*** Opening Data extract ***
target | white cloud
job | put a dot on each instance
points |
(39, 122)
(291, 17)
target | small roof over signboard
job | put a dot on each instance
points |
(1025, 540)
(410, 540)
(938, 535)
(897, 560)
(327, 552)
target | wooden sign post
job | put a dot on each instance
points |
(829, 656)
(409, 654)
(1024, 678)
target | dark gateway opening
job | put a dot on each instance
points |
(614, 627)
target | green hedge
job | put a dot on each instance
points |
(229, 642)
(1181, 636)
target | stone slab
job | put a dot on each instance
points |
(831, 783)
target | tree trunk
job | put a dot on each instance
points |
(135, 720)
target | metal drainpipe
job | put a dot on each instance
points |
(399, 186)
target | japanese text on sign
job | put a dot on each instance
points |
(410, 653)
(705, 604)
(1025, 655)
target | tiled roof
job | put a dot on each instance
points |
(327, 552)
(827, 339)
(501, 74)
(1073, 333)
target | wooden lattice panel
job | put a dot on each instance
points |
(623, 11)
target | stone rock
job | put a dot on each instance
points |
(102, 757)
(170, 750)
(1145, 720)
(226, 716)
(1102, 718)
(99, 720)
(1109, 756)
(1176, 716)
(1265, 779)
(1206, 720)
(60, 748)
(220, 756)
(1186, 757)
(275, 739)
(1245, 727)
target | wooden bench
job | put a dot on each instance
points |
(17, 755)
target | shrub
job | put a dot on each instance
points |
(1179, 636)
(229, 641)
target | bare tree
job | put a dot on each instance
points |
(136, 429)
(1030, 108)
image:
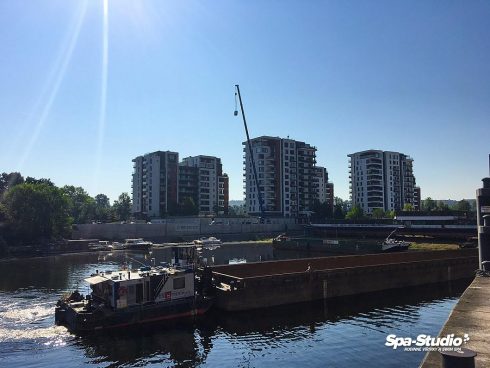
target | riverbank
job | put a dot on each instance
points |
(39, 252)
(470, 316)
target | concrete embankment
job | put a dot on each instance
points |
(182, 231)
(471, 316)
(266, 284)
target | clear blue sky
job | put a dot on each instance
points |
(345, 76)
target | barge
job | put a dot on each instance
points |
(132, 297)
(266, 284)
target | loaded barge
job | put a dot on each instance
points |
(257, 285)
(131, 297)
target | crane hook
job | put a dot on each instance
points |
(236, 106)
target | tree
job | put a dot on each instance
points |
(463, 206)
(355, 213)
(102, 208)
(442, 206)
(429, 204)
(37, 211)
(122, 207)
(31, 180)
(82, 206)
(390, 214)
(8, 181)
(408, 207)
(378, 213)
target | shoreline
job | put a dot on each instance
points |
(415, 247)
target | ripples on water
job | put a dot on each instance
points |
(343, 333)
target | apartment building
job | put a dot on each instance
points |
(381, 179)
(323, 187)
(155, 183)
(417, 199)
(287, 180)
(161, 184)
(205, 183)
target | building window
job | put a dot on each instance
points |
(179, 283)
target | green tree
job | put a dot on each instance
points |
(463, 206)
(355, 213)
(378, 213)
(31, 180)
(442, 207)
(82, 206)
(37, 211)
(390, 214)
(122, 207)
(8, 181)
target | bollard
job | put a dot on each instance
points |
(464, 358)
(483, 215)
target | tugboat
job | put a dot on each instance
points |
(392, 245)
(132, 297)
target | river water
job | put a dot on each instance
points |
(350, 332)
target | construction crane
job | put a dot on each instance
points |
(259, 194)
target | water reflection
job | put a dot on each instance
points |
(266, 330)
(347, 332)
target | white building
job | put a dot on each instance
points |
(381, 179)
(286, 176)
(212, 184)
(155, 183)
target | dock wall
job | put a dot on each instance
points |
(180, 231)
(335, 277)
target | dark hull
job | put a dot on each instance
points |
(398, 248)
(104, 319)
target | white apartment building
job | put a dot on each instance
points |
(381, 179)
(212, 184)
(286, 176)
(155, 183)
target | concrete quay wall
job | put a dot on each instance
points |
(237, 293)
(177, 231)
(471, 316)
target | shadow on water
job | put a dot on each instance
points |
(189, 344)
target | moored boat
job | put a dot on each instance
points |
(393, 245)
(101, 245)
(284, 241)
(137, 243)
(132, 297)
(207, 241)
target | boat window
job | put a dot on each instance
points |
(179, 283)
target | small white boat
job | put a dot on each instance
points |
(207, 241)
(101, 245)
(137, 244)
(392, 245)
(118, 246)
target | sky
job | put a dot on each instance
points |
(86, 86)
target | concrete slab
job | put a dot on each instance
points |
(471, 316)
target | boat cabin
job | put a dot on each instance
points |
*** Closing Data extract ***
### Directions
Give every record back exactly as it reads, with no images.

### Task result
target | white cloud
job | put a dot on each instance
points |
(39, 122)
(291, 17)
target | small roof over signboard
job | put a dot on each instance
points |
(1025, 540)
(410, 540)
(938, 535)
(897, 560)
(327, 552)
target | wooden sign post
job | put a dot on each instance
points |
(829, 656)
(409, 654)
(1024, 678)
target | dark gateway opening
job | put a dot on each instance
points |
(614, 627)
target | green hedge
job | put a dot on each instance
points |
(229, 642)
(1181, 636)
target | stone slab
job | put a dot on each instance
points |
(831, 783)
target | tree trunk
job | put a dot on each instance
points |
(135, 720)
target | metal drainpipe
job | put a dot on each instance
points |
(399, 186)
target | japanese text on sign
job | put a dot on each instance
points |
(410, 653)
(705, 604)
(1025, 655)
target | tiled roof
job | put a dot on each instance
points |
(327, 552)
(827, 339)
(501, 74)
(1073, 333)
target | wooden lattice panel
job | put a dot on each instance
points |
(623, 11)
target | stone rock
job | put a dot on each instance
points |
(102, 757)
(170, 750)
(1145, 720)
(226, 716)
(1102, 718)
(99, 720)
(1109, 756)
(1176, 716)
(1265, 779)
(1206, 720)
(60, 748)
(220, 756)
(1186, 757)
(275, 739)
(1245, 727)
target | wooden bench
job | put a dot on each instance
points |
(17, 755)
target | shrub
job | put a dot on each instance
points |
(1179, 636)
(229, 641)
target | bare tree
job | put a dot on each instance
points |
(136, 429)
(1030, 108)
image:
target | riverbank
job | put a dot on each instance
points |
(39, 252)
(470, 316)
target | concrete embankment
job | put a dot on each instance
points |
(182, 231)
(471, 316)
(266, 284)
target | clear blue sky
job | put a dot on each instance
points |
(345, 76)
target | barge
job | put a dot on each instance
points |
(132, 297)
(266, 284)
target | loaded barge
job | put a dot on each instance
points |
(257, 285)
(131, 297)
target | crane hook
job | put a dot on each instance
points |
(236, 106)
target | tree
job | put a dot on each instance
points |
(463, 206)
(355, 213)
(102, 208)
(442, 206)
(429, 204)
(37, 211)
(122, 207)
(31, 180)
(82, 206)
(390, 214)
(8, 181)
(408, 207)
(378, 213)
target | shoreline
job | put a dot on each instance
points |
(415, 247)
target | ripples on water
job | put a dot on each instance
points |
(343, 333)
target | apartment building
job | put a dot on each instance
points |
(381, 179)
(323, 187)
(155, 183)
(417, 199)
(287, 180)
(161, 184)
(205, 183)
target | building window
job | put a dot on each instance
points |
(179, 283)
target | green tree
job | put a dot on each instance
points |
(463, 206)
(355, 213)
(378, 213)
(31, 180)
(442, 207)
(82, 206)
(37, 211)
(390, 214)
(122, 207)
(8, 181)
target | bollard
job | put a dot on each instance
points |
(464, 358)
(483, 215)
target | tugboat
job | put a dot on each instance
points |
(392, 245)
(132, 297)
target | river water
job | put a dot on each instance
points |
(350, 332)
target | construction crane
job | put a dot on each instance
points |
(259, 194)
target | water reflection
job | put a dot on each instance
points |
(266, 330)
(347, 332)
target | white building
job | put a dot on each instance
points |
(381, 179)
(286, 176)
(212, 184)
(155, 183)
target | dock wall
job | put a dot on each instance
points |
(180, 231)
(335, 277)
target | dark hull
job | put a dot on each instance
points |
(398, 248)
(104, 319)
target | white apartment building
job | put a dot on each instance
points |
(381, 179)
(212, 184)
(286, 176)
(155, 183)
target | concrete quay wall
job | put a dot on each instance
points |
(237, 293)
(177, 231)
(471, 316)
target | shadow on water
job | put a dot on each instance
points |
(189, 344)
target | moored boat
job | put a dot on each instance
points |
(393, 245)
(101, 245)
(284, 241)
(137, 243)
(132, 297)
(207, 241)
target | boat window
job | put a dot on each instance
points |
(179, 283)
target | small white boat
job | put a dot on each instance
points |
(207, 241)
(101, 245)
(137, 244)
(392, 245)
(118, 246)
target | sky
job | put a dot on each instance
points |
(86, 86)
target | concrete slab
job | put a dot on each instance
points |
(471, 316)
target | boat cabin
job | put a dot on each instance
points |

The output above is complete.